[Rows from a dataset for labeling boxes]

_ _ _ _ _ _ _

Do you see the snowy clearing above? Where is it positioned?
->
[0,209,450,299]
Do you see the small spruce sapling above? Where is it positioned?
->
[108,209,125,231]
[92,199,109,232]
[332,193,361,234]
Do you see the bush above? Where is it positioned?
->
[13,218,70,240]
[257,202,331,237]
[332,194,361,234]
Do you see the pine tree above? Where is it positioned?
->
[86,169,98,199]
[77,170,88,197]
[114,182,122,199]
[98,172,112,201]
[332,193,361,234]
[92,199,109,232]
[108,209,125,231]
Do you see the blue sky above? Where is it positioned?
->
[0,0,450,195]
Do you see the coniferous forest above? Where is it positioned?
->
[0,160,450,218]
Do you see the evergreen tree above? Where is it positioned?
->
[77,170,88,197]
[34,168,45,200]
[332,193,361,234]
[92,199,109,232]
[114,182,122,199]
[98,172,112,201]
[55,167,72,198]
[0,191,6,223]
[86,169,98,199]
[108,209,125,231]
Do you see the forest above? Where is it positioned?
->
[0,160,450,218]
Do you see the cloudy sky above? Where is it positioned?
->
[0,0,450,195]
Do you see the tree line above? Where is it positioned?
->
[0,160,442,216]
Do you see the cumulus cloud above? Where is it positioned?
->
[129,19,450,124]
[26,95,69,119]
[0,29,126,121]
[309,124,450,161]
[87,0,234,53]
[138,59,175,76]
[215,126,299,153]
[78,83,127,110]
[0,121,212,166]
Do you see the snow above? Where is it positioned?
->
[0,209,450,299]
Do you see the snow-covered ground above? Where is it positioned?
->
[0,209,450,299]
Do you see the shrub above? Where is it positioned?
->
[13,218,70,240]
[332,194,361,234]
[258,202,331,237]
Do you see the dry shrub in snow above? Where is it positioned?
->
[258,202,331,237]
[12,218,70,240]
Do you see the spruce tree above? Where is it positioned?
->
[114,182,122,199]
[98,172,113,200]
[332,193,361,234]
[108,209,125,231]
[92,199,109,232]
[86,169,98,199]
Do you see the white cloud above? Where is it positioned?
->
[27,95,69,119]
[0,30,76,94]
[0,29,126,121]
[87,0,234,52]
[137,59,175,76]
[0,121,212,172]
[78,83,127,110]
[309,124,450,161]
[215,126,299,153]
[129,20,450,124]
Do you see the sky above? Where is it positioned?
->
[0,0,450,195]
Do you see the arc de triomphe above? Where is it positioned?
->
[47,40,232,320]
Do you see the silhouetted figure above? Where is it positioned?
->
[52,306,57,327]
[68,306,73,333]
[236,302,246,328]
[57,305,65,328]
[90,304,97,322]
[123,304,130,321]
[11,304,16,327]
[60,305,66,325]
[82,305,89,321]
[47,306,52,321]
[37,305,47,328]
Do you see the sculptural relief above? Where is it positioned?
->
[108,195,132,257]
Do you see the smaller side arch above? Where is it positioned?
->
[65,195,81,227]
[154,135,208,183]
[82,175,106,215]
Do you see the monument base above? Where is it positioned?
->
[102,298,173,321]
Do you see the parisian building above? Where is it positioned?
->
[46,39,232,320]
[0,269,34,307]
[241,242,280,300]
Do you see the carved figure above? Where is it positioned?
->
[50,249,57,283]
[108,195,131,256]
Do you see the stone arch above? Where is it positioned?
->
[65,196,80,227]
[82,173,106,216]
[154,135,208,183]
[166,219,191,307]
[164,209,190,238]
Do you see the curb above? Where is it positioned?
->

_ _ _ _ _ _ _

§ **Exercise instructions**
Give the lines between the one containing "Do you see the shrub" and the one containing "[37,305,47,328]", both included, as a JSON list of strings with one string per line. Omit any blank lines.

§ **Output**
[
  "Do you see the shrub above? Where is it positioned?",
  "->",
  "[13,218,70,240]",
  "[332,194,361,234]",
  "[258,202,331,237]",
  "Do you see the dry shrub in snow above? Where is it positioned?",
  "->",
  "[258,202,331,237]",
  "[12,218,70,240]",
  "Do you see the spruce tree above? Where is it positioned?",
  "->",
  "[114,182,122,199]",
  "[98,172,113,200]",
  "[332,193,361,234]",
  "[108,209,125,231]",
  "[92,199,109,232]",
  "[86,169,98,199]",
  "Do you see the white cloud above? Where is it positioned?",
  "->",
  "[27,95,69,119]",
  "[0,30,76,94]",
  "[0,29,126,121]",
  "[87,0,234,52]",
  "[137,59,175,76]",
  "[0,121,212,172]",
  "[78,83,127,110]",
  "[309,124,450,161]",
  "[215,126,299,153]",
  "[129,20,450,124]",
  "Do you see the sky above? Where is it positioned?",
  "->",
  "[0,0,450,195]",
  "Do you see the arc de triomphe above? Where is it positioned?",
  "->",
  "[47,40,232,320]",
  "Do you see the silhouetted figure above? Where is it positioned?",
  "->",
  "[52,306,57,327]",
  "[68,306,73,333]",
  "[236,302,246,328]",
  "[57,305,65,328]",
  "[90,304,97,322]",
  "[123,304,130,321]",
  "[11,304,16,327]",
  "[60,305,66,325]",
  "[82,305,89,321]",
  "[47,306,52,321]",
  "[37,305,47,328]"
]